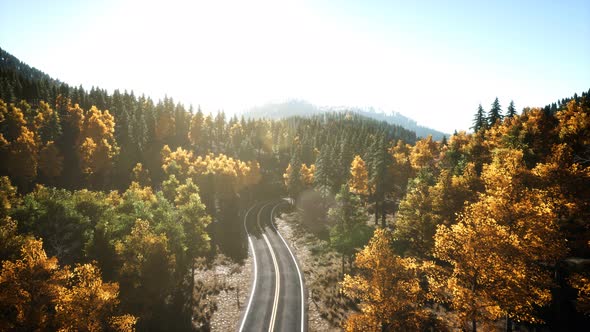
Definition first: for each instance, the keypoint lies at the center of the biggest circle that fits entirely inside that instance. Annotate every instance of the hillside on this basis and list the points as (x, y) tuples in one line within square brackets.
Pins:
[(289, 108)]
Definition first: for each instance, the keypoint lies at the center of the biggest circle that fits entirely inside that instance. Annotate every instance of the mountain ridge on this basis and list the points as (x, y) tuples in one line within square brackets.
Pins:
[(299, 107)]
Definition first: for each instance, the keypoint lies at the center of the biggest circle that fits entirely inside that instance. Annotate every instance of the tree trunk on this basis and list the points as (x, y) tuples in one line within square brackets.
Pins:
[(376, 212), (192, 301), (383, 214)]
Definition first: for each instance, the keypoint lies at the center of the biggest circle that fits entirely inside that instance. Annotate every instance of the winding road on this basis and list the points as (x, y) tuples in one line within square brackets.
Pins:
[(276, 301)]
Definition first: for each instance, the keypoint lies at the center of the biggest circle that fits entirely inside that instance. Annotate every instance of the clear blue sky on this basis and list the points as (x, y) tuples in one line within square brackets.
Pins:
[(434, 61)]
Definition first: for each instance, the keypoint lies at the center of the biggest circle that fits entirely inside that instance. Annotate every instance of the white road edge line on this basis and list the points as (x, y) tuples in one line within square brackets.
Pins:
[(275, 305), (296, 265), (255, 270)]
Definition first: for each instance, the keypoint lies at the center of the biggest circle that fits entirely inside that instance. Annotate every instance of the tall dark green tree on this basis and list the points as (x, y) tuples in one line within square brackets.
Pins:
[(511, 112), (495, 112), (349, 220)]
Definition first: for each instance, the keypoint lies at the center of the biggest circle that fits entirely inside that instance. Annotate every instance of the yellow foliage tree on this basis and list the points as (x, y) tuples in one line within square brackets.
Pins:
[(36, 294), (388, 287), (499, 247), (359, 177), (87, 303), (50, 160), (424, 153), (96, 142), (141, 175), (287, 175)]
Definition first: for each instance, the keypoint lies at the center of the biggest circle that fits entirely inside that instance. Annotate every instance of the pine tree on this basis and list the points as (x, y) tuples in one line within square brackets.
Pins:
[(479, 122), (349, 220), (511, 110), (495, 113)]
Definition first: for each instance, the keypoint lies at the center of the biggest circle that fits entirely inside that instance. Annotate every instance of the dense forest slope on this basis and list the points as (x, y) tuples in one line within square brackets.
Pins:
[(108, 200), (302, 108)]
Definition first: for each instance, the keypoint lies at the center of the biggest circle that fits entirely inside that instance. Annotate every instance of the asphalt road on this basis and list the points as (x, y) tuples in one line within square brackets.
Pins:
[(276, 301)]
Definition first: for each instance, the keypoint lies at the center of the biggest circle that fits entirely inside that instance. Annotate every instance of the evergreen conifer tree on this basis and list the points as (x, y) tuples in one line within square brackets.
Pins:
[(495, 113)]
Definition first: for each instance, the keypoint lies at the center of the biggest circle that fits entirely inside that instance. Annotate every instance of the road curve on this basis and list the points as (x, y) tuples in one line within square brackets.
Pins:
[(277, 301)]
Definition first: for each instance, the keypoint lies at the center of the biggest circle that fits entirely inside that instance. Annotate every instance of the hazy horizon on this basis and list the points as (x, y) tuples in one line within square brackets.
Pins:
[(430, 61)]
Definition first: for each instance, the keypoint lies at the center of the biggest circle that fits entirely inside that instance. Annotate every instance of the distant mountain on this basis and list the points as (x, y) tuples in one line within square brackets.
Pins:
[(303, 108)]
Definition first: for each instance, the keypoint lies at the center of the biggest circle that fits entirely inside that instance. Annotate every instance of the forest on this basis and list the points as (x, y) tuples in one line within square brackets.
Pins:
[(107, 200)]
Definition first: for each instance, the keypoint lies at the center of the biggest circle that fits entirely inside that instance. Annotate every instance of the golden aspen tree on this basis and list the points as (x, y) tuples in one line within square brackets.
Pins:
[(500, 248), (306, 174), (287, 175), (141, 175), (50, 160), (388, 288), (96, 142), (37, 294), (23, 154), (424, 153), (87, 303), (359, 177), (28, 287), (8, 196)]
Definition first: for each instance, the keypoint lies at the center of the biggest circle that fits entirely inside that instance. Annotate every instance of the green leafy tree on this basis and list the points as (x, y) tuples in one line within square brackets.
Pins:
[(349, 219), (495, 113)]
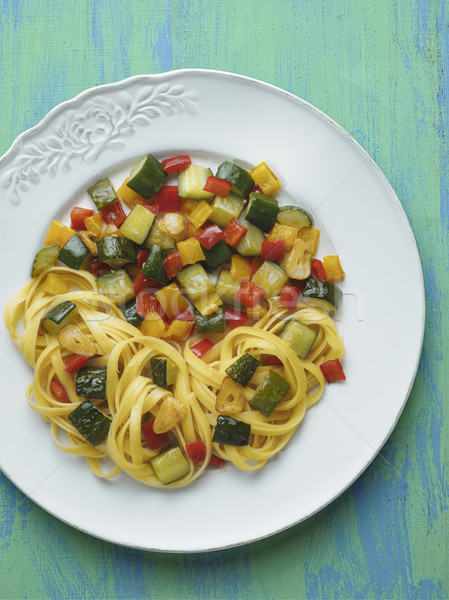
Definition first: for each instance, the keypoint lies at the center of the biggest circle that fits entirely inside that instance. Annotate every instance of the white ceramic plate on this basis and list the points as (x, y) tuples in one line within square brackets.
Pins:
[(212, 115)]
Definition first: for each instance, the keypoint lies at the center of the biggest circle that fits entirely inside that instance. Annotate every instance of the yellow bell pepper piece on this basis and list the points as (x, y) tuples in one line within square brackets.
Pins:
[(284, 232), (265, 179), (54, 285), (201, 213), (153, 325), (190, 251), (172, 300), (239, 268), (311, 237), (179, 330), (94, 224), (129, 196), (58, 234), (332, 268)]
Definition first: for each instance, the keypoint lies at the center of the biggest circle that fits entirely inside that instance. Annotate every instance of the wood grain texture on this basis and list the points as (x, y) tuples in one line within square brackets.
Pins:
[(381, 70)]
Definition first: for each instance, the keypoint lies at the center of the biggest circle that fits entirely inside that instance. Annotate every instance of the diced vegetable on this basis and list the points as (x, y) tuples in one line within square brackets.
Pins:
[(299, 337), (294, 217), (265, 179), (91, 383), (175, 164), (117, 286), (45, 259), (217, 256), (214, 322), (92, 424), (137, 224), (270, 393), (164, 371), (191, 183), (230, 398), (241, 181), (332, 371), (147, 177), (74, 253), (170, 465), (59, 316), (249, 294), (262, 211), (332, 268), (231, 432), (271, 277), (116, 251), (226, 208), (243, 369)]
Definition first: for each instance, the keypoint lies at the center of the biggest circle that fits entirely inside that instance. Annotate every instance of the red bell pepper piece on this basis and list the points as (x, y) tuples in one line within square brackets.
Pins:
[(332, 371), (210, 236), (254, 263), (196, 451), (218, 186), (273, 250), (173, 264), (176, 163), (234, 233), (318, 269), (97, 268), (289, 296), (200, 348), (58, 390), (77, 216), (114, 214), (154, 440), (168, 200), (142, 255), (216, 460), (235, 318), (249, 294), (74, 362), (147, 302)]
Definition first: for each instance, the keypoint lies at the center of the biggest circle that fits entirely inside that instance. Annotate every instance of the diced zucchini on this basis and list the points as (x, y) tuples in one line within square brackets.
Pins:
[(59, 316), (153, 266), (91, 383), (147, 177), (294, 217), (91, 423), (163, 370), (74, 253), (299, 337), (226, 208), (195, 281), (243, 369), (191, 182), (323, 294), (116, 251), (217, 256), (44, 259), (242, 182), (170, 465), (102, 193), (227, 287), (117, 286), (270, 393), (251, 243), (214, 322), (262, 211), (271, 277), (231, 432), (137, 224)]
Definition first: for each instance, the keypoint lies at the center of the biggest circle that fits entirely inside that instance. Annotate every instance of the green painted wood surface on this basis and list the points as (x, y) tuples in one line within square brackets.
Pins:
[(381, 70)]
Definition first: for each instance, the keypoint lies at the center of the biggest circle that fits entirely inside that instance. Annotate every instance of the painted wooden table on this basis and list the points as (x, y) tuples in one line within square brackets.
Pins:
[(381, 70)]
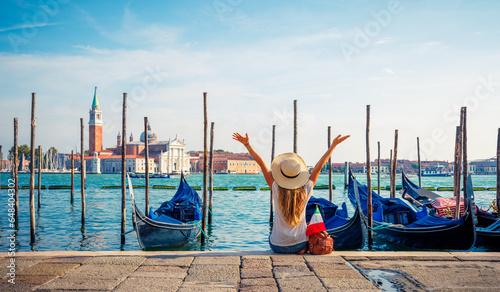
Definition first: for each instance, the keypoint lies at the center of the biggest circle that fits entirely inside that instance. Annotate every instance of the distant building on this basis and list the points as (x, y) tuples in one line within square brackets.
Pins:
[(226, 163), (486, 166), (164, 156), (95, 126)]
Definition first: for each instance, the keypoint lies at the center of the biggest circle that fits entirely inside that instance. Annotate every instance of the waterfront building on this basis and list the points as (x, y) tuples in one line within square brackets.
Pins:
[(165, 156), (95, 126), (239, 163)]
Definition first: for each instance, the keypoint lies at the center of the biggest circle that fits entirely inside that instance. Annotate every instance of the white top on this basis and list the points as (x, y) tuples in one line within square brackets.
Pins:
[(282, 233)]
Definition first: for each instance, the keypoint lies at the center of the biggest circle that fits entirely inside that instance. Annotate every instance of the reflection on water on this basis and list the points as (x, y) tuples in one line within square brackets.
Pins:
[(240, 218)]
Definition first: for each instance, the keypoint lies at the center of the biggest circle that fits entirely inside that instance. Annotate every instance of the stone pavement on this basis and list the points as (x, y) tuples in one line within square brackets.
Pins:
[(251, 271)]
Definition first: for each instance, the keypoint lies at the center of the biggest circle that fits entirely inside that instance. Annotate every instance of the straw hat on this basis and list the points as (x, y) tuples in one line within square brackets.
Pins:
[(289, 171)]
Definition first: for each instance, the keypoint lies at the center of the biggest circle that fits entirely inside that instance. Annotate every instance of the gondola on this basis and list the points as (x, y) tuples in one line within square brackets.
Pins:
[(172, 224), (488, 225), (397, 222), (348, 233)]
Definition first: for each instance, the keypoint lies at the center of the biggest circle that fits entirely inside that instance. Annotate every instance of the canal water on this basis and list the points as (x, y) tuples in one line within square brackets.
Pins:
[(240, 218)]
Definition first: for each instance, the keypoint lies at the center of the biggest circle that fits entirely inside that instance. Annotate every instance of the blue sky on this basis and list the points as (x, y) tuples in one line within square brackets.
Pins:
[(415, 62)]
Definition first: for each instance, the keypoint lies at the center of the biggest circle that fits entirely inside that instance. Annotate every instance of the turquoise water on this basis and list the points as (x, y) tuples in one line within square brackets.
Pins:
[(240, 222)]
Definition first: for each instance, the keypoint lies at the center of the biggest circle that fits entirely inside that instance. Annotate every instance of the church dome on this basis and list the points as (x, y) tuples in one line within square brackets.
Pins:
[(151, 135)]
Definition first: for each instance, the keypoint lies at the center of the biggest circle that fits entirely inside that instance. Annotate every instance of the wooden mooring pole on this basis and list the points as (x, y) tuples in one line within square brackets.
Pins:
[(369, 180), (419, 164), (82, 170), (378, 168), (465, 170), (124, 166), (457, 170), (15, 175), (390, 171), (295, 126), (32, 170), (1, 164), (146, 150), (498, 172), (330, 188), (394, 165), (72, 177), (346, 175), (211, 174), (205, 169), (271, 208), (39, 176)]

* **DIRECTIVE**: Please copy, unchanged, the items from the line containing "the distant mountain" up to and including the line containing "[(107, 200)]".

* **TASK ANSWER**:
Definition first: for each instance, the keypoint lies at the center of the biggest circle that fits entirely inside that instance. Annotate every instance of the distant mountain on this basis and list the points as (x, y) tuples in one line within square brackets.
Pins:
[(303, 108)]
Definition first: for each instance, the keypoint lies at the center of the biggest circle that fits entirely inside that instance. Annotate every instance of the forest on this basis and list the points as (x, y) tuples in one line within square brackets.
Pins:
[(107, 200)]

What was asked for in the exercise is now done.